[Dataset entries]
──────────────────────────────

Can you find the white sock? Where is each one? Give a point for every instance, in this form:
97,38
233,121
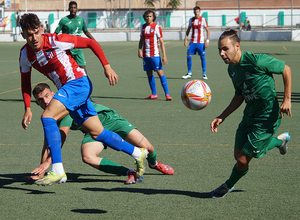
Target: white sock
58,168
137,152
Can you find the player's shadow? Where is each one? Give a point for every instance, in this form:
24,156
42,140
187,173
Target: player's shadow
202,195
295,96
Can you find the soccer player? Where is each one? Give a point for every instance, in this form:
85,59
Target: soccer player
150,35
74,25
197,24
50,55
90,149
252,77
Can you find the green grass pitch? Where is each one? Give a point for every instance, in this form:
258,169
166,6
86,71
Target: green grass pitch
182,138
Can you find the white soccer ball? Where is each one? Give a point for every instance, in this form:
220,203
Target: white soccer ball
196,94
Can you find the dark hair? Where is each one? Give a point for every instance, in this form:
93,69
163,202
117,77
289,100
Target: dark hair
30,21
232,34
148,12
72,3
40,88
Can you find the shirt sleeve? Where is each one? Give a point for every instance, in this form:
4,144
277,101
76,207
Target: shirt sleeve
269,64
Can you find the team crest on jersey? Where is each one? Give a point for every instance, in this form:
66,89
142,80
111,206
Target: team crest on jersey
49,53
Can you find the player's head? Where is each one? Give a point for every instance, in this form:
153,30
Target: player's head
42,94
149,16
73,8
32,30
197,11
229,47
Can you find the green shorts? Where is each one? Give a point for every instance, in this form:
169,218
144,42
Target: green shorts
112,122
254,137
78,56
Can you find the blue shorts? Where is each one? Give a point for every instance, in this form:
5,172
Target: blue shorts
199,48
74,95
152,63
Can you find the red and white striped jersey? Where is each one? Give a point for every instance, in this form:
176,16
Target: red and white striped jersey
55,60
198,25
151,33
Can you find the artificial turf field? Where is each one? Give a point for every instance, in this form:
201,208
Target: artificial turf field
202,160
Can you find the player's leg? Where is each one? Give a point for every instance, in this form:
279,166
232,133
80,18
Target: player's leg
202,53
190,52
54,111
93,126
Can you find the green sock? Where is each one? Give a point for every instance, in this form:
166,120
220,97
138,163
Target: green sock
152,158
235,176
275,142
109,166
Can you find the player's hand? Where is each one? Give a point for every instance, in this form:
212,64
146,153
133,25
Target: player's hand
140,54
165,61
41,169
215,123
111,75
286,108
27,117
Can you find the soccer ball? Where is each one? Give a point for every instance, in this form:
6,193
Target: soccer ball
196,94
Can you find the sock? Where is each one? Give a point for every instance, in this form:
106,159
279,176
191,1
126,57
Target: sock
114,141
164,84
189,64
235,176
152,84
152,158
53,139
203,63
109,166
275,142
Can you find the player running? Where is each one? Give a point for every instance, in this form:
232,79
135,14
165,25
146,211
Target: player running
253,82
90,149
150,35
50,55
197,24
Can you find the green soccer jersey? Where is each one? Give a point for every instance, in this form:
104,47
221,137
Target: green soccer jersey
252,77
69,122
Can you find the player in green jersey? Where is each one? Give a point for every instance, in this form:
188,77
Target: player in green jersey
90,149
74,25
253,81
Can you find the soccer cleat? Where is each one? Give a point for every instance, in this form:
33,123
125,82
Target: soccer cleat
285,137
152,97
168,98
51,178
132,179
220,192
140,167
165,169
188,75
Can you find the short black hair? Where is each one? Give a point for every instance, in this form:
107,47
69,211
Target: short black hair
148,12
40,88
29,21
72,3
232,34
197,8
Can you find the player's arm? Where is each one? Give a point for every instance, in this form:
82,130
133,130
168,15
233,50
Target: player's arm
286,106
163,50
236,101
88,34
46,161
207,36
186,36
82,42
140,52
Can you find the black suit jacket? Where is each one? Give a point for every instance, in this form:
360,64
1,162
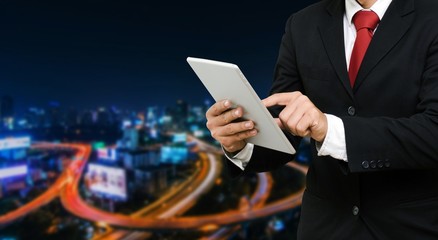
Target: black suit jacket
389,187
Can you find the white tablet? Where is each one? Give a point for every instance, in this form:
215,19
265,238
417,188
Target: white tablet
226,81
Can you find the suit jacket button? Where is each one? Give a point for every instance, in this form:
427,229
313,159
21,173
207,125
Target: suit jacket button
380,164
355,210
351,111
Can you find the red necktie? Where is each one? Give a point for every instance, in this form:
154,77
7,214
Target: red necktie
365,23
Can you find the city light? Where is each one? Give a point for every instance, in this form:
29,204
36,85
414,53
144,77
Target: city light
13,171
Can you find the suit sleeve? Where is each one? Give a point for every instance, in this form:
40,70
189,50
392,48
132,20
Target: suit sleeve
375,144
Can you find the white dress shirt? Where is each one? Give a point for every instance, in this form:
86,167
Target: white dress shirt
334,142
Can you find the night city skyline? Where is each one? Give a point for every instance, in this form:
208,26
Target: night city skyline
86,54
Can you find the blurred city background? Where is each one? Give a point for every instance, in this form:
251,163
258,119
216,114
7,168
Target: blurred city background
102,122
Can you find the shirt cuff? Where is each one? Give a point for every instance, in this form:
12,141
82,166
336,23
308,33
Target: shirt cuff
242,158
334,142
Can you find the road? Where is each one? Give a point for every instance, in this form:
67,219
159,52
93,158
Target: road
160,218
53,191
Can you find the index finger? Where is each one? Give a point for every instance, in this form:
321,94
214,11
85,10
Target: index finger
218,108
280,99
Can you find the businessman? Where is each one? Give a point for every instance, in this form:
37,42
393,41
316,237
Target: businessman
360,78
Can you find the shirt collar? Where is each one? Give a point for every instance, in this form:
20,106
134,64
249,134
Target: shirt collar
352,7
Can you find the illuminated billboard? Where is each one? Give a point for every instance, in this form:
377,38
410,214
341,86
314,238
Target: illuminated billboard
174,154
110,181
107,153
13,171
12,143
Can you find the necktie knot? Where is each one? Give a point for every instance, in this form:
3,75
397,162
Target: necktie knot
365,19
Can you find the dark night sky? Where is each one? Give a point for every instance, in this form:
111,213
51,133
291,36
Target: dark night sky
131,54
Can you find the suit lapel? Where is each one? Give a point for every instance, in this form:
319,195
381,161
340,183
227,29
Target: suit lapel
391,29
332,34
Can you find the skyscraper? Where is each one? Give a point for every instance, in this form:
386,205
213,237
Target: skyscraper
6,112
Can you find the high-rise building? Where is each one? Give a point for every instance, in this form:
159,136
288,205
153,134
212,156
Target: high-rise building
6,112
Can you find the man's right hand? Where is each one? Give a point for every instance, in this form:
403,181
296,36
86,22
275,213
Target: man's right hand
223,127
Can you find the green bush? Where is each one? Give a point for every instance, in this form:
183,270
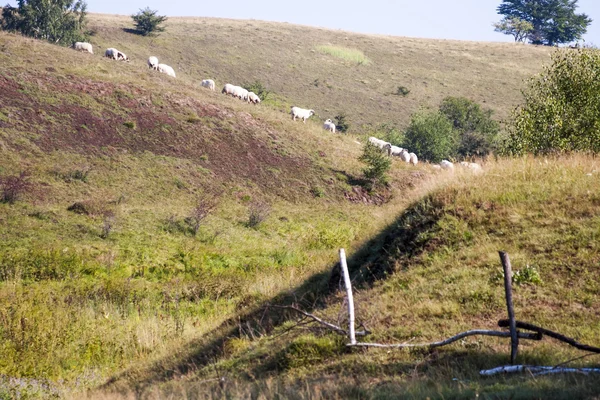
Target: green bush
378,164
259,89
431,136
561,111
341,125
57,21
147,22
476,129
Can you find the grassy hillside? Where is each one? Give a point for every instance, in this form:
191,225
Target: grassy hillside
443,276
332,71
108,272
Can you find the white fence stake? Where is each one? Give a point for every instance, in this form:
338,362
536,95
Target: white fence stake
348,285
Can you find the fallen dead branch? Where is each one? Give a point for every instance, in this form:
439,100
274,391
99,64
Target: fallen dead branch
555,335
328,325
452,339
536,370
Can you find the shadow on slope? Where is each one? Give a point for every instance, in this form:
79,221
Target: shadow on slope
369,264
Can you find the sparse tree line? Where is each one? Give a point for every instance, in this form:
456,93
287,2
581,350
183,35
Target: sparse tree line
64,21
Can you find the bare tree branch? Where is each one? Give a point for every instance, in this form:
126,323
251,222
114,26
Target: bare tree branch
535,370
557,336
329,325
451,339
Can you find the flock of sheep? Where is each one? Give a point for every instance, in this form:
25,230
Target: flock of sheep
296,112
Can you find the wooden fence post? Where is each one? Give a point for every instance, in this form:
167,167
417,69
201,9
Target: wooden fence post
514,337
348,285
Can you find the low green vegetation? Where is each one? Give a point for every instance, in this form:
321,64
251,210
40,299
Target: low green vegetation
345,53
147,22
62,21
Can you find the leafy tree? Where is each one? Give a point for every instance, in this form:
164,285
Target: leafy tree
341,125
147,22
57,21
514,26
431,135
259,89
476,129
562,107
554,21
378,164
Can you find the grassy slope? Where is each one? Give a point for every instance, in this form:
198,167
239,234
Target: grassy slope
153,144
286,58
443,276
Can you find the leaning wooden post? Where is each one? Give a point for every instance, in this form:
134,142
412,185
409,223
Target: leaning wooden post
514,337
348,285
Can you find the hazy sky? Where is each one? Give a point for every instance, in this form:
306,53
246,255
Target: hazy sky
445,19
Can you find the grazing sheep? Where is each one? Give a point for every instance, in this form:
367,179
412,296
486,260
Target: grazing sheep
115,54
165,69
253,98
298,112
413,159
241,93
405,155
153,63
329,126
208,83
83,46
445,164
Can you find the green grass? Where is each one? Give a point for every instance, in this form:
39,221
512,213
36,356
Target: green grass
122,291
353,55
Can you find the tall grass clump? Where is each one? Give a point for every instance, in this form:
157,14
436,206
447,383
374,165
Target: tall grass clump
345,53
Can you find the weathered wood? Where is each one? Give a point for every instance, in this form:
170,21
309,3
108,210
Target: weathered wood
514,336
451,339
536,370
349,296
555,335
326,324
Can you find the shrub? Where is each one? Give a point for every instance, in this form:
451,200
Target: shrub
561,111
147,21
61,21
204,206
378,164
431,136
259,89
402,91
341,125
388,132
14,187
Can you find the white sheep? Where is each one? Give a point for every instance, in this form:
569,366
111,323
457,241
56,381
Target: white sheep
395,150
208,83
115,54
253,98
153,63
414,160
165,69
298,112
405,155
445,164
472,166
329,126
83,46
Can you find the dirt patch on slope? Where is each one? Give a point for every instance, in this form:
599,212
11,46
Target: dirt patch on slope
80,115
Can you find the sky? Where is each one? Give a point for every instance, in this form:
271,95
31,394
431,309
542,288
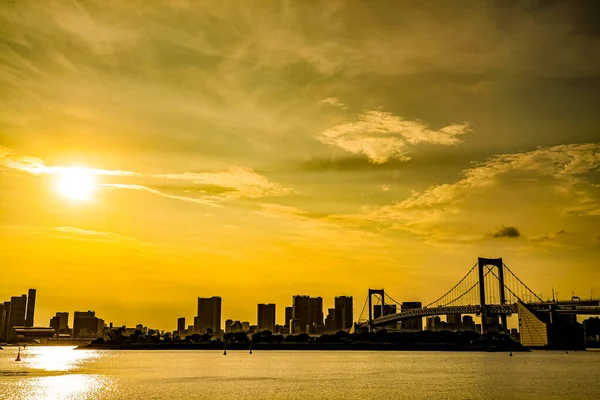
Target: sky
261,149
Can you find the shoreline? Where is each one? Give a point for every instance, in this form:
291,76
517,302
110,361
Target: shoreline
301,347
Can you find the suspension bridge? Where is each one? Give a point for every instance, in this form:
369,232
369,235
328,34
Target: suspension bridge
490,290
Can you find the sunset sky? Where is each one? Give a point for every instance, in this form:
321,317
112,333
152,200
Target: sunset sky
257,150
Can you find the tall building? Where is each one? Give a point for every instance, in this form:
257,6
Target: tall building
209,315
315,311
85,324
289,314
30,307
60,322
468,323
300,313
180,325
16,313
266,317
412,324
343,312
4,310
330,324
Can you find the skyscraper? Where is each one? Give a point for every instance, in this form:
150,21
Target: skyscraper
16,313
85,324
315,311
209,314
30,307
180,325
300,306
343,312
60,322
289,314
266,317
413,324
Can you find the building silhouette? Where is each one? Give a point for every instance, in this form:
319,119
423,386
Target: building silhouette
180,326
289,314
330,323
266,317
343,312
86,324
209,315
412,324
60,323
30,307
300,313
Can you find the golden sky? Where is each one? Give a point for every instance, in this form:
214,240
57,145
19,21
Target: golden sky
153,152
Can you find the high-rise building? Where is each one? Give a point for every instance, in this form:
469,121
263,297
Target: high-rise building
30,307
180,325
468,323
16,313
85,324
4,310
209,315
60,322
412,324
266,317
454,322
343,312
300,306
330,323
315,311
289,314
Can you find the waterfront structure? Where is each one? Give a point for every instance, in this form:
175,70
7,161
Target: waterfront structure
209,315
86,324
343,310
180,326
454,322
289,314
468,323
31,294
60,323
266,317
412,324
330,324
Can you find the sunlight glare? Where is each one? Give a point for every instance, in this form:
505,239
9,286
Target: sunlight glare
76,183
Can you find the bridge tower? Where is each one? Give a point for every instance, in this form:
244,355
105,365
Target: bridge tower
372,292
482,264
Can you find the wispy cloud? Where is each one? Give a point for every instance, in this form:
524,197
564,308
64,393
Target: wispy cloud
382,136
506,231
234,183
335,102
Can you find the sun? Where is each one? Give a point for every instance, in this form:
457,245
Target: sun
76,183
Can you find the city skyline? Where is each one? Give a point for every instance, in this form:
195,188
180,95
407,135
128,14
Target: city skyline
257,152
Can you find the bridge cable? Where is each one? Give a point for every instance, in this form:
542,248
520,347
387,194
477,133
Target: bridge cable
521,282
448,292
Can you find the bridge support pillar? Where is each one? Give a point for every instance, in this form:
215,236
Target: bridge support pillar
482,264
372,292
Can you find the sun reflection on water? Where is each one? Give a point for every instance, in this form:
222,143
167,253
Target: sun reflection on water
55,372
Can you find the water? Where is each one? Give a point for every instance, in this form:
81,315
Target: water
63,373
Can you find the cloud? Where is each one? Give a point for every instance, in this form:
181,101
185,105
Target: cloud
565,163
382,136
506,231
210,188
332,101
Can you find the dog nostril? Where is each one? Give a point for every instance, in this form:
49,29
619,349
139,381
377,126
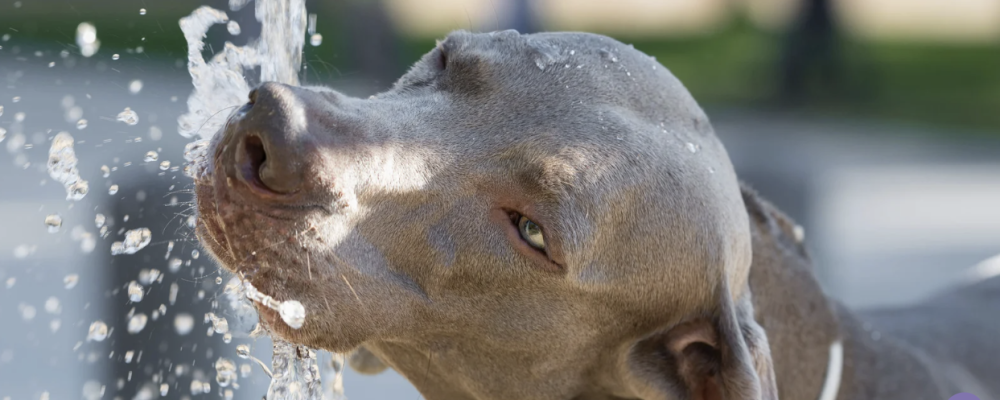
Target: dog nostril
255,156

──────────────────────────────

§ YOUR TASK
Copy the final portion of the records: every line from the one containing "Can you find the bridge cable?" through the last, word for word, without pictures.

§ TASK SOLUTION
Can you find the bridge cable? Where is each one? Give a point for every instance, in this form:
542,248
520,347
387,194
477,133
Target: bridge cable
521,282
448,292
Can you find the bridge support pillar? Where is each one? Give a point for every instance, in this form:
215,236
Target: bridge support pillar
482,264
372,292
Can you find the sun reflection on water? Where is each one? Give a point for every instance, in this form:
222,143
167,253
Target: sun reflection on water
55,372
Can you find the water? Where is each one? Give a point for every instance, in this form:
81,315
Target: water
63,373
Can you find the cloud? Where is each one? Give a point for every instance, in this form:
181,101
185,105
Target: cloud
565,163
382,136
506,231
210,188
332,101
Can you find the dog nostril? Where is each one? Give a point for every instance, in this form:
49,29
619,349
139,381
377,126
Target: dog nostril
255,156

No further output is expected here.